*Directive A*
Tally how many lines of the listing below contain the string "sheet", treating uppercase and lowercase as distinct, and reply with the number alone.

*Text excerpt*

----

Sheepless Shepherd’s Pie (Serves 6-8)

This meatless shepherd’s pie makes a great vegetarian feast. The rich combination of braised lentils, mushrooms and vegetables are the perfect substitute for lamb. It has complex flavours –  the secret ingredient is pickled walnuts which lend a dark nuttiness and piquancy that really lift the whole dish. The topping is a caramelised celeriac mash rather than potato – it really is delicious! This recipe is from Rosie Birkett’s cookbook ‘The Joyful Home Cook’. The recipe calls for the lentils to be soaked before use, however you could use ‘Merchant Gourmet’ Puy lentils which don’t need soaking.

200g green or puy lentils, soaked in cold water for 30 minutes and drained (or use no-soak, see above)

3 bay leaves

2 tablespoons olive oil

1 onion diced

2 celery sticks, trimmed and finely chopped

1 carrot, diced

2 garlic cloves, crushed

Pinch of dried chilli flakes

½  x 400g tin chopped tomatoes

30g butter, plus a couple of knobs for frying the sage and greasing

6 sage leaves, plus 3 for pie topping

400g field or chestnut mushrooms, sliced

500ml vegetable stock (I use Swiss Marigold Boullion)

----

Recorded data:
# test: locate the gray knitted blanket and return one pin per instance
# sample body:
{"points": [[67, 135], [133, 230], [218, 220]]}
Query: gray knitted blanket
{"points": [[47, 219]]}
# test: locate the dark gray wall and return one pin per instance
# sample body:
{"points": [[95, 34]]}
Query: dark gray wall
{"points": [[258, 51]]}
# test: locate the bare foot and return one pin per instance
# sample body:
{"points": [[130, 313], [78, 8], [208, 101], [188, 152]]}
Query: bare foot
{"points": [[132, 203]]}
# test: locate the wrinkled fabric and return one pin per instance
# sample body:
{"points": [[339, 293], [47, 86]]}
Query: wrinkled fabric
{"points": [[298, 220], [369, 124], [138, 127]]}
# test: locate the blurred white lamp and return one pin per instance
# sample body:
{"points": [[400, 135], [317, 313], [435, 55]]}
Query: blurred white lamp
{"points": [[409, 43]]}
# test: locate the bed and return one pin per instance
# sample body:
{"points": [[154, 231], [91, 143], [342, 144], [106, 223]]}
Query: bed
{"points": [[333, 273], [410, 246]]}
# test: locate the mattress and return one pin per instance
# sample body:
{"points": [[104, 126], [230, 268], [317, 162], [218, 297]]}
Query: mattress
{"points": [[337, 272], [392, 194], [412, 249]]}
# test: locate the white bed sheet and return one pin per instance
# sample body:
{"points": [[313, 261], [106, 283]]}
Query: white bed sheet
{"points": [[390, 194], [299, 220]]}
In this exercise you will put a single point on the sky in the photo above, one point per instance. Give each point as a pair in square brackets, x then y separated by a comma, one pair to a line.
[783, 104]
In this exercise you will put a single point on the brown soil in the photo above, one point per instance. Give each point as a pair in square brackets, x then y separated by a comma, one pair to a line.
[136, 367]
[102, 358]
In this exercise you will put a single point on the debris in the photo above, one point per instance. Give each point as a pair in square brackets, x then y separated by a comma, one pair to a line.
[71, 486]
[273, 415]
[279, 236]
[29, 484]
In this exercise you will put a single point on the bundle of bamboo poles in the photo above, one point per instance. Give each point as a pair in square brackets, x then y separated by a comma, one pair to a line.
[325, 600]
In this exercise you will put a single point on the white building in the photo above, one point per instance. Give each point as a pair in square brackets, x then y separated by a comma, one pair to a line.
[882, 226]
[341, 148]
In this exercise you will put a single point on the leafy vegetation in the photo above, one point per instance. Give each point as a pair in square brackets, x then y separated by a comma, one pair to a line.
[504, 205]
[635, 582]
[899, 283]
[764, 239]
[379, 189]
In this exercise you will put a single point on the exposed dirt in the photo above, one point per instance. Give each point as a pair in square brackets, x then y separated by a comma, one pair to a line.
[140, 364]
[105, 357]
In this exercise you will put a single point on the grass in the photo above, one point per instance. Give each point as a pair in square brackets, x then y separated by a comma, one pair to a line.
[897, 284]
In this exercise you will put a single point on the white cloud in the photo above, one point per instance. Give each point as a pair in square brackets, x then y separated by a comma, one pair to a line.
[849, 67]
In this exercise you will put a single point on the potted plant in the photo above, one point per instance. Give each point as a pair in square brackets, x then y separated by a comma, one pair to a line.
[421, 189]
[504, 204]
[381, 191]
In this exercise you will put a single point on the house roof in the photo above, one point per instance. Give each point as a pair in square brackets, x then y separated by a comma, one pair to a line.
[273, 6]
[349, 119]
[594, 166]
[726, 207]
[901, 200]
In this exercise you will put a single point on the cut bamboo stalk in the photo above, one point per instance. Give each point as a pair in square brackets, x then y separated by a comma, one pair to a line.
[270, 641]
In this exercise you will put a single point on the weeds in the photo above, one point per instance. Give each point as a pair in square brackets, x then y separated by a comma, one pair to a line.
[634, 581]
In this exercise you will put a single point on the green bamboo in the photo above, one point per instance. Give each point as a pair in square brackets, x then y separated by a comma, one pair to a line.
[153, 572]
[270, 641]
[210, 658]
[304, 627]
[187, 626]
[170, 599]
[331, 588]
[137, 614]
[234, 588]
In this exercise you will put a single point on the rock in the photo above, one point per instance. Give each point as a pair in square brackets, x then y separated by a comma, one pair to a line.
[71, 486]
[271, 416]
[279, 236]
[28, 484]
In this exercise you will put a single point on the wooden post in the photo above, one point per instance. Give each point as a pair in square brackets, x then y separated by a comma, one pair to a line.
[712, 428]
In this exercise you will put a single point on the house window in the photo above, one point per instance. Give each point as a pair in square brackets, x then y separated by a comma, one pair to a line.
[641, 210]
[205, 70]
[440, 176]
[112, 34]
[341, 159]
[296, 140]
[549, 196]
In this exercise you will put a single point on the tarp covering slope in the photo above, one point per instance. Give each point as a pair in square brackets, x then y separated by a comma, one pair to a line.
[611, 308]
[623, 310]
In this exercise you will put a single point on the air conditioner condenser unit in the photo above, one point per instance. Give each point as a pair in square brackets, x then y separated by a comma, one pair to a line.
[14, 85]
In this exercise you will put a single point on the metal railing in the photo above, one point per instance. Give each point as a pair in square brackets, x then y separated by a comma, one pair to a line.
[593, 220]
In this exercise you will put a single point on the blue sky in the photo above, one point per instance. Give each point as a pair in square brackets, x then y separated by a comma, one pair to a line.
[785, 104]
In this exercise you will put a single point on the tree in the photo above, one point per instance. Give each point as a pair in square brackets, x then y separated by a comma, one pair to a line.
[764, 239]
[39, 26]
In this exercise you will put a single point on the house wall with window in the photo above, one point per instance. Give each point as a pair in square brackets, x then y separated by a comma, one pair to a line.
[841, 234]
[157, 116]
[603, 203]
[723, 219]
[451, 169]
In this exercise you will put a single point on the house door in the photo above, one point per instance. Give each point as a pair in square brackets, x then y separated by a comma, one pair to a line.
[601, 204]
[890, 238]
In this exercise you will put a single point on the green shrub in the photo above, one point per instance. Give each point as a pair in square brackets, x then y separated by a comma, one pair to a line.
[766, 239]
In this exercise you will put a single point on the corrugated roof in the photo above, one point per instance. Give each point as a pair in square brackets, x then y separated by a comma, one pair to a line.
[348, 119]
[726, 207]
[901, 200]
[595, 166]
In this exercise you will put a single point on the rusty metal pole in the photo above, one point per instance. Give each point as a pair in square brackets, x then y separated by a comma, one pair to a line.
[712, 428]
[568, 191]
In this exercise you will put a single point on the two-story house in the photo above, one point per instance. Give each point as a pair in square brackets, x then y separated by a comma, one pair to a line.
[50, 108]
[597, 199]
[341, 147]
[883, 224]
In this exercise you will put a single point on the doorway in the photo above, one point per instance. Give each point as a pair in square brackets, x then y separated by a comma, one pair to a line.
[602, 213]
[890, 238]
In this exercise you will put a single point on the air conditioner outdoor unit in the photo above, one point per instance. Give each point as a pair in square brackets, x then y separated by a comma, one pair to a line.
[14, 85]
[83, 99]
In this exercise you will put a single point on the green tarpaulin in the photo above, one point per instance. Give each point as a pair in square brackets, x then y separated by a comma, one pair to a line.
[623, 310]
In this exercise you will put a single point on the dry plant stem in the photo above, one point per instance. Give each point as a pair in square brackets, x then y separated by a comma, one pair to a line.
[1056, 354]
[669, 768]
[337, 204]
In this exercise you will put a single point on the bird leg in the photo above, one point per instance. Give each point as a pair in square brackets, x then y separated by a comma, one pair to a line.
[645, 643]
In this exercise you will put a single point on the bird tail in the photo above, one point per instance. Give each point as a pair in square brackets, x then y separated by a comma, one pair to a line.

----

*Directive B*
Swap "sage" for "thyme" in the stretch of the shepherd's pie recipe above from "2 garlic cloves, crushed" through "Swiss Marigold Boullion)", and give that stretch back with the change made.

*Written reply A*
2

*Written reply B*
2 garlic cloves, crushed

Pinch of dried chilli flakes

½  x 400g tin chopped tomatoes

30g butter, plus a couple of knobs for frying the thyme and greasing

6 thyme leaves, plus 3 for pie topping

400g field or chestnut mushrooms, sliced

500ml vegetable stock (I use Swiss Marigold Boullion)